» Excerpted text
Exploring Event Types

🏗️ Work in Progress

This section is currently being rebuilt.

  In this first tutorial, you'll learn about defining and handling events in Pyventus. Whether you're new to event-driven programming or just getting started with the package, this guide will explain the key concepts.

What are Events?

  In event-driven programming, events refer to specific occurrences or incidents that happen within the program or system. These events play an important role in Pyventus by enabling different parts of a program to communicate and react to changes. Pyventus provides a powerful event system that supports various event types, allowing developers to effectively define and handle events.

String Events

  We'll begin with Pyventus' basic string event type. These provide an easy way to define and handle events using event names as strings. This makes them straightforward to work with and are suited for simpler applications requiring a minimal approach.

Passing Data

  When subscribing to a String Event, event callbacks can define parameters like regular functions. This allows flexibility in passing different data types like strings, integers, etc. The event emitters forward any arguments emitted with the string event to handlers using *args and **kwargs, ensuring they receive the same data payload.

Usage

Let's look at some code examples of defining and handling String Events:

@EventLinker.on("StringEvent")
def event_handler(param1: str, param2: str, **kwargs):
    print("Parameters:", param1, param2)
    print("**kwargs:", kwargs)


event_emitter: EventEmitter = AsyncIOEventEmitter()

» Required work
Translate this sentence from the Pyventus event-types tutorial into Spanish: "These events play an important role in Pyventus by enabling different parts of a program to communicate and react to changes."

» Recorded information
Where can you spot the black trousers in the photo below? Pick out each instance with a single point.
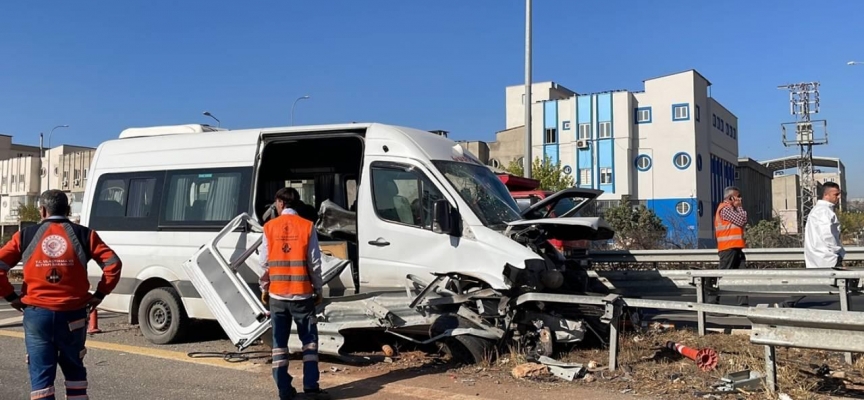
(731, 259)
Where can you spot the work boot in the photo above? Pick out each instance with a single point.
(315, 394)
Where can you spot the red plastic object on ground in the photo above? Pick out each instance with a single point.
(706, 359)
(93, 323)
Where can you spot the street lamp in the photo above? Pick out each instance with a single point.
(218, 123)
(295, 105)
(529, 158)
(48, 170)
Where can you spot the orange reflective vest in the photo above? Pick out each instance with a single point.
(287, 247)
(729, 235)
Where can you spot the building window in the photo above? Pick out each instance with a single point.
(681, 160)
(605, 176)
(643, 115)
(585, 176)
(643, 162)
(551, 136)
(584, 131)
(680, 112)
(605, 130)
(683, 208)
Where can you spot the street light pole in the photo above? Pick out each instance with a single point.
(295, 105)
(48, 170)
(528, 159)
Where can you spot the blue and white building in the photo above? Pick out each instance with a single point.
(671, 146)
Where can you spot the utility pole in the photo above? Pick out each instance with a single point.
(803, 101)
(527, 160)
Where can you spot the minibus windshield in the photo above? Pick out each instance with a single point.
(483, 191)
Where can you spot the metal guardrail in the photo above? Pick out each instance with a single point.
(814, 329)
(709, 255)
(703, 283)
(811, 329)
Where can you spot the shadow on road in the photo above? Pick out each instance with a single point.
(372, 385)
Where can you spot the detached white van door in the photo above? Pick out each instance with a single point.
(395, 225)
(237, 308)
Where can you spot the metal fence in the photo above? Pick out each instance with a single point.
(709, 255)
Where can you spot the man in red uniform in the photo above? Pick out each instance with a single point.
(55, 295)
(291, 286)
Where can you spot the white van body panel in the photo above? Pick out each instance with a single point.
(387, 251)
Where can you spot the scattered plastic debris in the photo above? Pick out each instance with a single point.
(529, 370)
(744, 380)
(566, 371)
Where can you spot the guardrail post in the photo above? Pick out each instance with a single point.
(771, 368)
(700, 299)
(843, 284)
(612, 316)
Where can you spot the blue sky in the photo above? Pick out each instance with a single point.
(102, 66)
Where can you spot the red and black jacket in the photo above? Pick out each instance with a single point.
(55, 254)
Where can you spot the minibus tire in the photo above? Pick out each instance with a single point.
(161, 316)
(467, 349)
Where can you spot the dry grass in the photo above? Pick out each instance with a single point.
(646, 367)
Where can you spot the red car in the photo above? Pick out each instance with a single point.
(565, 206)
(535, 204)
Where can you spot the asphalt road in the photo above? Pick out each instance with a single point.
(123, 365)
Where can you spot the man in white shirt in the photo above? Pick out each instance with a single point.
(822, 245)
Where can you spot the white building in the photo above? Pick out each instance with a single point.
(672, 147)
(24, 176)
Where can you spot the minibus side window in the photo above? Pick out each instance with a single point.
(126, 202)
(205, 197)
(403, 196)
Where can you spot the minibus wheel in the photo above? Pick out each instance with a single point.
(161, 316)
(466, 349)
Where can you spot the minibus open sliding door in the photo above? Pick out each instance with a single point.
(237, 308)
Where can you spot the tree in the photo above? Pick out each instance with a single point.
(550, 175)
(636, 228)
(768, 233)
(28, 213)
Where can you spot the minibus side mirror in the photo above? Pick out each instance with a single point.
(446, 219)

--

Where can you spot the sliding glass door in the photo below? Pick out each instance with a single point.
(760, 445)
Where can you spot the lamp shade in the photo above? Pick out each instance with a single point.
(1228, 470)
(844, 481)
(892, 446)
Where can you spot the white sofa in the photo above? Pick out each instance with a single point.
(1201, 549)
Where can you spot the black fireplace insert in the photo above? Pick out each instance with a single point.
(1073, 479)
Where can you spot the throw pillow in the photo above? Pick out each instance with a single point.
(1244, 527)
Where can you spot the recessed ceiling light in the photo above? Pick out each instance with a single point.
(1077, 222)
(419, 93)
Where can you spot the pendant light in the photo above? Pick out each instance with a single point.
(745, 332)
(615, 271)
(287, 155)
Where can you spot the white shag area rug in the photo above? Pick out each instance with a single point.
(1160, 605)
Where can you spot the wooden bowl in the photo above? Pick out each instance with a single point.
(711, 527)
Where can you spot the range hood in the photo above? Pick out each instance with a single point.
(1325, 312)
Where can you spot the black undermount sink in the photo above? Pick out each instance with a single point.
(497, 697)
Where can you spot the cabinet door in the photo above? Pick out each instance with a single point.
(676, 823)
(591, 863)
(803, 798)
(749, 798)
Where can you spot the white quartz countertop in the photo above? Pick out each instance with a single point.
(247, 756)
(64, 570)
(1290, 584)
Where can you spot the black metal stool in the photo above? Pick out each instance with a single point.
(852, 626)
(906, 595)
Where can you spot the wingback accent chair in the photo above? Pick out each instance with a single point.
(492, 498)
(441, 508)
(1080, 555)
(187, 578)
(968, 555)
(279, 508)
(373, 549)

» Solved exercise
Estos eventos desempeñan un papel importante en Pyventus al permitir que distintas partes de un programa se comuniquen y reaccionen a los cambios.